# ACCIÓN REQUERIDA
Continúa el texto sobre las súplicas de los pobres a partir de su última oración.

Los tiempos han cambiado y los niños exigen Ipods en lugar de jugar a la
pelota. Allá por el 2009, cenando con unos amigos, dos de ellos comentaron que
pertenecer a la clase media en España exigía entre tres y cuatro mil euros al
mes. Por primera vez oía una barrera en cifras entre dos clases sociales
teniendo la sensación de que la media estaba demasiado alta. Pero lo que
definitivamente me ha ido poniendo en mi lugar han sido las súplicas de los
pobres. Unas peticiones que, de un tiempo a esta parte, llevan cifras
concretas. Se acabó el simple “dame algo”: ahora el pobre se te acerca y te
pide cinco euros para una habitación o veinte euros para una medicina.
Hoy por la mañana he ido al supermercado. A ambos lados de la entrada había
sendas religiosas, ataviadas con su hábito gris. Una de ellas me dio un
papelito mientras me pedía que colaborase con ellas.

[Fragmentos de un conjunto de datos]
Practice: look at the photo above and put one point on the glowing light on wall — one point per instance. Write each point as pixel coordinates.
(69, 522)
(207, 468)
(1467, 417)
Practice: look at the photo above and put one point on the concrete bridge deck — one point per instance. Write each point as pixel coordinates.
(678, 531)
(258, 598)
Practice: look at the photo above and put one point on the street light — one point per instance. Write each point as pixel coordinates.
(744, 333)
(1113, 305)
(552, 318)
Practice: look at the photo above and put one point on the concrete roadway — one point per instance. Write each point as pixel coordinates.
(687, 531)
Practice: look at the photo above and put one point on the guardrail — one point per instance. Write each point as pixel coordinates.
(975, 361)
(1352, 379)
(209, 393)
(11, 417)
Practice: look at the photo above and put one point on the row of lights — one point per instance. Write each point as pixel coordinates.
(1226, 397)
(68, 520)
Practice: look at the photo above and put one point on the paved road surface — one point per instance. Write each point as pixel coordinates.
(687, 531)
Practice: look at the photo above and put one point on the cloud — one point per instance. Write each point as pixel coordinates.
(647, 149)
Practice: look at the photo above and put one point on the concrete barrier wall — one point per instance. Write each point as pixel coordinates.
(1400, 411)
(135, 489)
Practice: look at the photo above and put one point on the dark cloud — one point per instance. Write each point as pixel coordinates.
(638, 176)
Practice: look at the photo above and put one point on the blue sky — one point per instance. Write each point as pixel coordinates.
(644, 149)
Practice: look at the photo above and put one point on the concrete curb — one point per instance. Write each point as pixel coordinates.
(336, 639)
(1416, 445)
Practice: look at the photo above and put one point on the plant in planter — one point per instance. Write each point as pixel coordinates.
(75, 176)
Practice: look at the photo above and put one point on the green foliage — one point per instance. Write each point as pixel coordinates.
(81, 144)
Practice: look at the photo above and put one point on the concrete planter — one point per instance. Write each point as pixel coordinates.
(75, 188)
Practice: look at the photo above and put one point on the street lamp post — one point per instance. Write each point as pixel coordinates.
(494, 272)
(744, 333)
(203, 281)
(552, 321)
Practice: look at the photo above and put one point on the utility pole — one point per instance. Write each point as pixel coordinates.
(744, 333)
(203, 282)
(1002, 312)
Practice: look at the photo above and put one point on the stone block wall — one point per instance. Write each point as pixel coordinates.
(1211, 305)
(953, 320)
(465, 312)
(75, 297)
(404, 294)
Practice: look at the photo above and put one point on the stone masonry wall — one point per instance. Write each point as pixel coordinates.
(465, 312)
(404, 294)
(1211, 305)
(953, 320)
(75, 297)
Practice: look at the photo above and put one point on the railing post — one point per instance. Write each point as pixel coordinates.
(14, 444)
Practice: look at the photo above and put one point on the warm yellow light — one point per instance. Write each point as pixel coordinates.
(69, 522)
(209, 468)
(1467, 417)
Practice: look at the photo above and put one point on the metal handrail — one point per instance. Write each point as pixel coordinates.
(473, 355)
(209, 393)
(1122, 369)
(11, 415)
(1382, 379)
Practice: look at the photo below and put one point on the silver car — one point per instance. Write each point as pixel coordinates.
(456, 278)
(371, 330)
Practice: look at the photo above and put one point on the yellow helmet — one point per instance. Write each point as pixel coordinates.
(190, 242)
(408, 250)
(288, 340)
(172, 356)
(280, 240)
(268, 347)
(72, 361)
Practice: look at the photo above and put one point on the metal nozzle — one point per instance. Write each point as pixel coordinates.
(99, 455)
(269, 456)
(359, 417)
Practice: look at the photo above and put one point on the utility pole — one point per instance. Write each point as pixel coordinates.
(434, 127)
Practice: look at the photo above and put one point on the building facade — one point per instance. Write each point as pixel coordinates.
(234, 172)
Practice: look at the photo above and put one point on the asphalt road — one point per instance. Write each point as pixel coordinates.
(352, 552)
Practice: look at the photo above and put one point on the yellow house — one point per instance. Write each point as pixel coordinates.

# RESULTADO DEL EJERCICIO
“Campaña de alimentos. Agradecemos su generosa aportación en costilleja,
lomo o carne variada, pescado congelado, jamón york, aceite de oliva, café en
grano natural”.
Un rápido vistazo al papel fue suficiente para percibir la falta de
pertenencia. Carne variada, aceite de oliva. Y la carne, ¿de solomillo? ¿y
champignones y una copita de Rioja? Todo esto me recuerda a un programa de
Anton Reixa, en el que un africano delgaducho, vestido de gallego, reivindicaba
el derecho fundamental de todo ser humano a comer marisco una vez al año.
Cada vez admiro más a mi santa madre, que fue capaz de convencernos del
poder de sus lentejas, de sus fabadas y sus guisos.